YOUR INSTRUCTIONS
Reproduce the passage on cultivating wisdom and virtue word for word, from "But still, the" to "wisdom and virtue.".

This is in large part applicable even for making the distribution of mathematically simple universes better. Even assuming that the world is roughly as it seems, consequences are hard to predict, and a good way to work towards robustly doing good things is by cultivating virtues. And I think even under a more conventional world-view, a non-negligible fraction of my future influence comes from surviving through the singularity into a world I barely understand, which I will need more wisdom to navigate.
But still, the parts of me optimizing for the mystical distributions care more about virtue than the ones optimizing for the mathematical distribution. Under the mathematical simplicity assumptions, I can be more confident about the world's structure and prioritize consequentialist actions more: find the big levers today that influence tomorrow. For helping the mystical distributions, this route is not really available, and the only thing that remains is cultivating wisdom and virtue.
What kind of wisdom, and what kind of virtue? I don’t really know, but all the classical answers seem good.
Developing good epistemic practices—wading through unfamiliar and confusing fields, developing an independent sense of truth. Bravery, kindness, honesty, fairness, friendliness, moderation. Faith, hope, and love. Keeping relationships alive, staying human. Avoiding heinous acts that would corrupt my character and lead to rationalizing that evil is actually good. Being the kind of person who, given power in a strange new world, would use it well rather than being destroyed by pride and self-deception. Being someone who would choose Heaven over Hell if they were a character in The Great Divorce.[11]
But also: utilitarianism and scope sensitivity. I have a bad feeling that people who talk too much about virtue ethics often end up not being very scope-sensitive. I think that’s a mistake on their part. Scope sensitivity - actually finding big levers and pushing them - is one of the highest virtues and pretty undersupplied in the world.

DATA
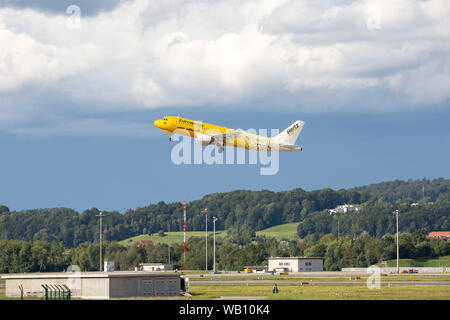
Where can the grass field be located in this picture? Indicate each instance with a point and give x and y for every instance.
(200, 291)
(442, 262)
(323, 292)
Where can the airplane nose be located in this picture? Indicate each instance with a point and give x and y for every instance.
(157, 123)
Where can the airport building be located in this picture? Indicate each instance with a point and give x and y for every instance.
(295, 264)
(153, 267)
(96, 285)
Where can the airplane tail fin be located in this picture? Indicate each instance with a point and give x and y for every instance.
(290, 135)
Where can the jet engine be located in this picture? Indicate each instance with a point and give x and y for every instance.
(203, 139)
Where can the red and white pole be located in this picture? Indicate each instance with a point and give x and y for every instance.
(184, 229)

RESULT OF THE TASK
But still, the parts of me optimizing for the mystical distributions care more about virtue than the ones optimizing for the mathematical distribution. Under the mathematical simplicity assumptions, I can be more confident about the world's structure and prioritize consequentialist actions more: find the big levers today that influence tomorrow. For helping the mystical distributions, this route is not really available, and the only thing that remains is cultivating wisdom and virtue.